Start of EXCERPTED RECORDS

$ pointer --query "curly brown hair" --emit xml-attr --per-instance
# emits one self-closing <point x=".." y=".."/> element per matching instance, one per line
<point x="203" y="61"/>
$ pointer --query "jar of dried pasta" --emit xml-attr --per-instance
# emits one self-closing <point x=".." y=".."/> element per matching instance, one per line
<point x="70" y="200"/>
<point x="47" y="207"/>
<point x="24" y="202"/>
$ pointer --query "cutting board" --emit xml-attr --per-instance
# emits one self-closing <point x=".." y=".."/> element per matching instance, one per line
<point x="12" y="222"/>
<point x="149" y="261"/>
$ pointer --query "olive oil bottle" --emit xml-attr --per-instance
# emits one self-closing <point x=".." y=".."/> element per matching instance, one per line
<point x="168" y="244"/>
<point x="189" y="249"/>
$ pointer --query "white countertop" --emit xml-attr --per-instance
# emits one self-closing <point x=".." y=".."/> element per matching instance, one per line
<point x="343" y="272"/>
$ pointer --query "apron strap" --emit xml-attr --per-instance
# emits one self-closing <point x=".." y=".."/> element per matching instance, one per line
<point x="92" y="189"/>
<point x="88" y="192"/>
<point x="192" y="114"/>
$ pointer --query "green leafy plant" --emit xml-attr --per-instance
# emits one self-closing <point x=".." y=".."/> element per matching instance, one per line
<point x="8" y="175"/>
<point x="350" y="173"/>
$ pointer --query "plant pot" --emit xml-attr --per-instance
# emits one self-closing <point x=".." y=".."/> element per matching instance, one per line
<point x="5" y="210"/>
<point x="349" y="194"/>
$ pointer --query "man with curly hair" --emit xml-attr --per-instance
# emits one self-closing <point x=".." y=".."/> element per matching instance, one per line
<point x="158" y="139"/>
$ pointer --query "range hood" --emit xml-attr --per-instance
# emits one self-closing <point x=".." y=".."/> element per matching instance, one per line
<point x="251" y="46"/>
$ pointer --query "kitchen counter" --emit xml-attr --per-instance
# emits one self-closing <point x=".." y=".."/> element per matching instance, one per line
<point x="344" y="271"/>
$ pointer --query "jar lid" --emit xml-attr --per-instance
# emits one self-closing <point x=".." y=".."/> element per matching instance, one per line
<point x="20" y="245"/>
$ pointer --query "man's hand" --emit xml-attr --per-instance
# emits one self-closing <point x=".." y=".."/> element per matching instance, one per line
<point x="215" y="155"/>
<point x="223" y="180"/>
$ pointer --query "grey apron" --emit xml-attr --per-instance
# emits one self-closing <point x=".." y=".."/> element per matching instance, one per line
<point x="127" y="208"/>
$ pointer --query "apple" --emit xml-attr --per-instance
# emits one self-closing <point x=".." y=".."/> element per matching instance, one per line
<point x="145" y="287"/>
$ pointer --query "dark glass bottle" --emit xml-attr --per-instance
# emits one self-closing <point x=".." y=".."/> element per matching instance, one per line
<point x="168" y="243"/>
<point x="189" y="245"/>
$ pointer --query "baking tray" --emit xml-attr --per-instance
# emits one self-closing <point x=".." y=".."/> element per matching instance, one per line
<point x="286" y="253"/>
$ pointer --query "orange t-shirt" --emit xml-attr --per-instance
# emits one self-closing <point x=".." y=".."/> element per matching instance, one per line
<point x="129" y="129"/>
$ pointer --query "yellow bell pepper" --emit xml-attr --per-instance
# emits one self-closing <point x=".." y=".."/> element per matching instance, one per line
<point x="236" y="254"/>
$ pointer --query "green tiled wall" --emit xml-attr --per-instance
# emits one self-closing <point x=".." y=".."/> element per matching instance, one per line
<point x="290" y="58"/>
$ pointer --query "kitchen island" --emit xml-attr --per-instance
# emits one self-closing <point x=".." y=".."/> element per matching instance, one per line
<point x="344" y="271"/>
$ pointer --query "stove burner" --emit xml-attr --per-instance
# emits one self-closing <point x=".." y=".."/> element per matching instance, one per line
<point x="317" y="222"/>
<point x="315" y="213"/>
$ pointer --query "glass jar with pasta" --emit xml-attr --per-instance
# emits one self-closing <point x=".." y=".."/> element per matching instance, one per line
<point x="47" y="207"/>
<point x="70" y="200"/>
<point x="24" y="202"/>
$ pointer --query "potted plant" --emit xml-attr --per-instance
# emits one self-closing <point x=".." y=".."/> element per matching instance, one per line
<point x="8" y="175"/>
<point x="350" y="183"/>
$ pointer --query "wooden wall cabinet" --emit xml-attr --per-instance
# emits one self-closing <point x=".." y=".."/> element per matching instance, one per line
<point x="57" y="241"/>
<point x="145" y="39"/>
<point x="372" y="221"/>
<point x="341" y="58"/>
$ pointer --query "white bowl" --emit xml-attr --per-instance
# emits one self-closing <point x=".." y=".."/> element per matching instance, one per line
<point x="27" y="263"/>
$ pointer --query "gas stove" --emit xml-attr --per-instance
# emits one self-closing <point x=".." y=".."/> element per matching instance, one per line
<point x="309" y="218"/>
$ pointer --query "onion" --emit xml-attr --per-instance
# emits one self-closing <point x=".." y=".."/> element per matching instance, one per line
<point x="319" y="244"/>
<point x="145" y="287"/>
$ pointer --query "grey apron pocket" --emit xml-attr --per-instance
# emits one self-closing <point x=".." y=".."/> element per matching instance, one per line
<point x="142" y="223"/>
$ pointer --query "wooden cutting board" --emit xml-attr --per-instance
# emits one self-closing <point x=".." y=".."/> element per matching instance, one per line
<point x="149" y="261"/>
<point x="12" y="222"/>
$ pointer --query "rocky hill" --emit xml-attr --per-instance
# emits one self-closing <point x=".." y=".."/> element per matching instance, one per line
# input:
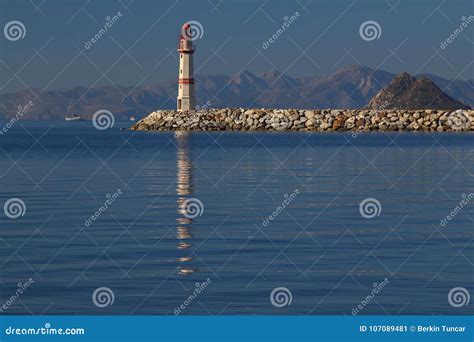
<point x="408" y="92"/>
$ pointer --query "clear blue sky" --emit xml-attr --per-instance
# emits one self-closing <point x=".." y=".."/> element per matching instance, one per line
<point x="140" y="48"/>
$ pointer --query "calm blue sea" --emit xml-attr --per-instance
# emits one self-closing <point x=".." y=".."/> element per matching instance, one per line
<point x="274" y="211"/>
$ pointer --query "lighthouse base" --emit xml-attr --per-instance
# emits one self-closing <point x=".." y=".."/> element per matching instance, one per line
<point x="185" y="104"/>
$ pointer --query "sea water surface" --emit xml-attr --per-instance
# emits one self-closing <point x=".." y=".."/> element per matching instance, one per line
<point x="104" y="209"/>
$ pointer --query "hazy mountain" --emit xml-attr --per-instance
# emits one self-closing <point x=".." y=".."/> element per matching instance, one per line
<point x="352" y="86"/>
<point x="408" y="92"/>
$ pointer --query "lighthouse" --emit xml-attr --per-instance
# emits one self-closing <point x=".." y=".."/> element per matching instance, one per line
<point x="185" y="100"/>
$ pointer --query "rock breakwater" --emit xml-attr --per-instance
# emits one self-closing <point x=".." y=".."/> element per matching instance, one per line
<point x="241" y="119"/>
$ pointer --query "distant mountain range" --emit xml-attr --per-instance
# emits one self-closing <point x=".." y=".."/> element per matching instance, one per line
<point x="352" y="86"/>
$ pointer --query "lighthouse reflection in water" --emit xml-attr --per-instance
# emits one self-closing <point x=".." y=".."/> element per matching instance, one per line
<point x="184" y="190"/>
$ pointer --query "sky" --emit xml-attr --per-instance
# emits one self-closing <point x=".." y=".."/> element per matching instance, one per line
<point x="139" y="46"/>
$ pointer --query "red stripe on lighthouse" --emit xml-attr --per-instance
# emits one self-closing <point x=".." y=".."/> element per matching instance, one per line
<point x="186" y="80"/>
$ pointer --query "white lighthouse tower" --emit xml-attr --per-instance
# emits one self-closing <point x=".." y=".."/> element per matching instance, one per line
<point x="185" y="98"/>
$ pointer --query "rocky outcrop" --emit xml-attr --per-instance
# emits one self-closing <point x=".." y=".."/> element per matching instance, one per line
<point x="407" y="92"/>
<point x="241" y="119"/>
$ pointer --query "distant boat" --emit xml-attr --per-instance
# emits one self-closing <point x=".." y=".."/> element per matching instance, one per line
<point x="74" y="118"/>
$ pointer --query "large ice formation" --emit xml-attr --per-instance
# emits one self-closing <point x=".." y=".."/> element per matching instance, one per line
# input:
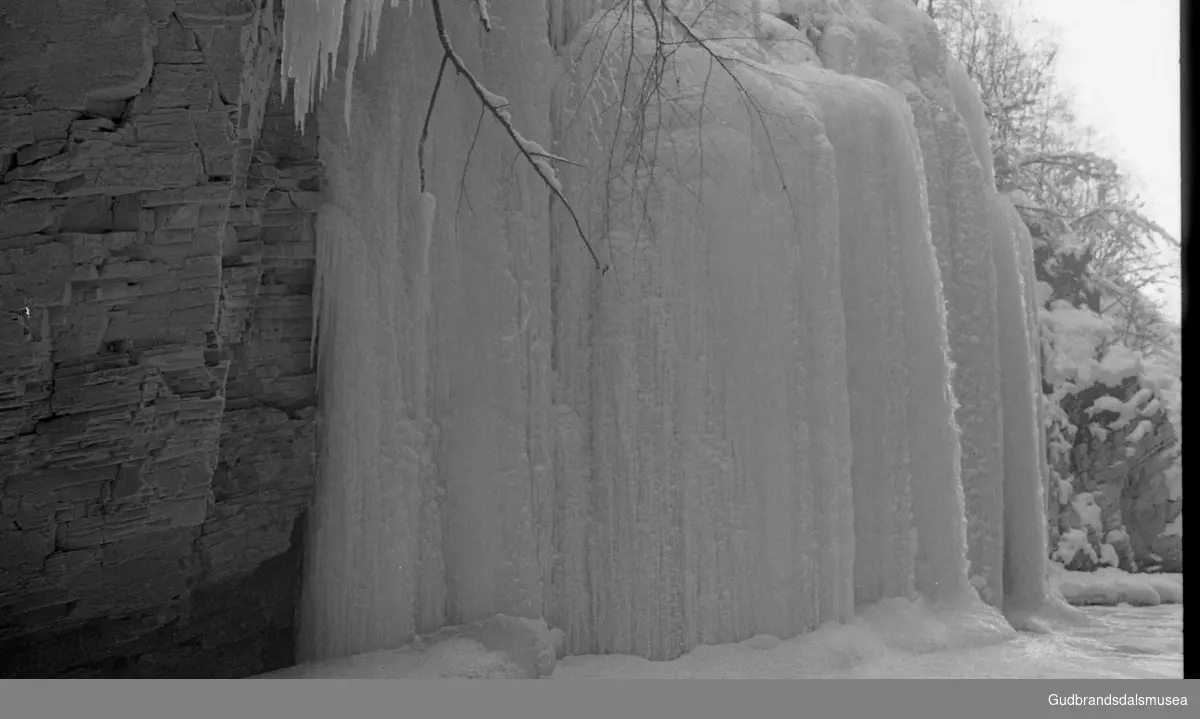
<point x="815" y="334"/>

End of EXCERPTED RECORDS

### PROBLEM DESCRIPTION:
Which lines in the records above contain the string "cutting"? Copy each one.

### ANSWER SPACE:
$ pointer --query "cutting board" --emit xml-attr --per-instance
$ pointer --query "wooden cutting board" --emit xml-attr --per-instance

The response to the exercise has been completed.